## BEGIN DATA SHOWN

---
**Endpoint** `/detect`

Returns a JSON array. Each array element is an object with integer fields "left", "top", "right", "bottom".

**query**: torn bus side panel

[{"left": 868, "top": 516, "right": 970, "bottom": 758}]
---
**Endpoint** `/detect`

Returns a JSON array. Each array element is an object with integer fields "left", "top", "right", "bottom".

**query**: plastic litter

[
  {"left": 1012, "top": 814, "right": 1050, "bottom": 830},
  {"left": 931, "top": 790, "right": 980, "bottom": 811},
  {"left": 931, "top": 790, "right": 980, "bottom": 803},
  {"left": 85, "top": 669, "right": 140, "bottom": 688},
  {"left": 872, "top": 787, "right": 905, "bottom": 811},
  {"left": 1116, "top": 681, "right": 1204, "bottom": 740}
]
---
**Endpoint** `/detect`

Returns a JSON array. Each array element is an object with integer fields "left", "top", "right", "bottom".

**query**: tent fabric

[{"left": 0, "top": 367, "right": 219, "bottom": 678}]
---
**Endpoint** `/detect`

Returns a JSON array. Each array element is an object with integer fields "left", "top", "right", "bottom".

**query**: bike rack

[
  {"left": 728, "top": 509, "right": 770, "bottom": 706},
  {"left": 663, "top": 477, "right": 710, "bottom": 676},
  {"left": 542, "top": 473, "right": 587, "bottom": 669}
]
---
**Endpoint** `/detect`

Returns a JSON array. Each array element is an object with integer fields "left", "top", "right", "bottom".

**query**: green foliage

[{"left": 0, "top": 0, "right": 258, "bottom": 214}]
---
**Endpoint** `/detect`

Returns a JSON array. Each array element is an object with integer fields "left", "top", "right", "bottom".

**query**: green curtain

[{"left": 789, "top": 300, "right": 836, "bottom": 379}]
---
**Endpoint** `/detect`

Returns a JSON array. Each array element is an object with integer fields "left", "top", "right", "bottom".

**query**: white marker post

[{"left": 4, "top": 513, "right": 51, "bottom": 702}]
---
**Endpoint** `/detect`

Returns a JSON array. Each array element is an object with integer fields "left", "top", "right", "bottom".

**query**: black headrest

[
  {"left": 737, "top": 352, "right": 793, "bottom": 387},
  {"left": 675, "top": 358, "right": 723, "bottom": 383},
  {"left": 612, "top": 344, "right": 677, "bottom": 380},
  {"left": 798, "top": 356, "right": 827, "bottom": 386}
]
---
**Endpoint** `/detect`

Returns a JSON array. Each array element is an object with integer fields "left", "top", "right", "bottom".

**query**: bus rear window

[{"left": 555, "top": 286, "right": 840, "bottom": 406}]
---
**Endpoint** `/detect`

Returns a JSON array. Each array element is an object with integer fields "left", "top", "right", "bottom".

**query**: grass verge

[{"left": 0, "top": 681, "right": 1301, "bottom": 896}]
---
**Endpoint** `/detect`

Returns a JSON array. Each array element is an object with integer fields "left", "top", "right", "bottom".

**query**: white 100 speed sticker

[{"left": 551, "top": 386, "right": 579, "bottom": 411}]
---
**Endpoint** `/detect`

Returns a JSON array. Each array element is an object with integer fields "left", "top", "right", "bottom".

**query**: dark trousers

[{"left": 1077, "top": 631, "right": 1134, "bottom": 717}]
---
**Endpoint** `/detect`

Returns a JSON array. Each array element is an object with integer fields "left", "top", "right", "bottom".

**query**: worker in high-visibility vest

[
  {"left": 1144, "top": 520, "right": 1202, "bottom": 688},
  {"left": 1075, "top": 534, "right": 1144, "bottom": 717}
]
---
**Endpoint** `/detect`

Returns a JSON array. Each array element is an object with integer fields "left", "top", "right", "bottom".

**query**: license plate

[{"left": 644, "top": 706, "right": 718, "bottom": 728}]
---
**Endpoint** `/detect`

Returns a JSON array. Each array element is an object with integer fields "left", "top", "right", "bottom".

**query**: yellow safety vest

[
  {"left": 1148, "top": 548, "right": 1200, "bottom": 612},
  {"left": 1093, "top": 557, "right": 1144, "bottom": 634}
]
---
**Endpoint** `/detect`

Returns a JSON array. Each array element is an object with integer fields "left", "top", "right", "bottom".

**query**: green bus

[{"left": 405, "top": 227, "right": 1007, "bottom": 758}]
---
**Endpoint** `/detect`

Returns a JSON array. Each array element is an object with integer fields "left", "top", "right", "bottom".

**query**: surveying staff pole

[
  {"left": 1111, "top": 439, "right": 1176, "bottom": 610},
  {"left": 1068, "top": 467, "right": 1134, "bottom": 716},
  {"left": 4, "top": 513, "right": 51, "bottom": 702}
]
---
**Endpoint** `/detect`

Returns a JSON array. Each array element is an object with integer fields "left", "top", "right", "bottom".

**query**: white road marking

## END DATA SHOWN

■ EXERCISE GOAL ■
Count the lines in the items that contain the string "vest", treating uppercase and lowercase as different. Reply with the number alone.

■ WRITTEN RESPONSE ■
2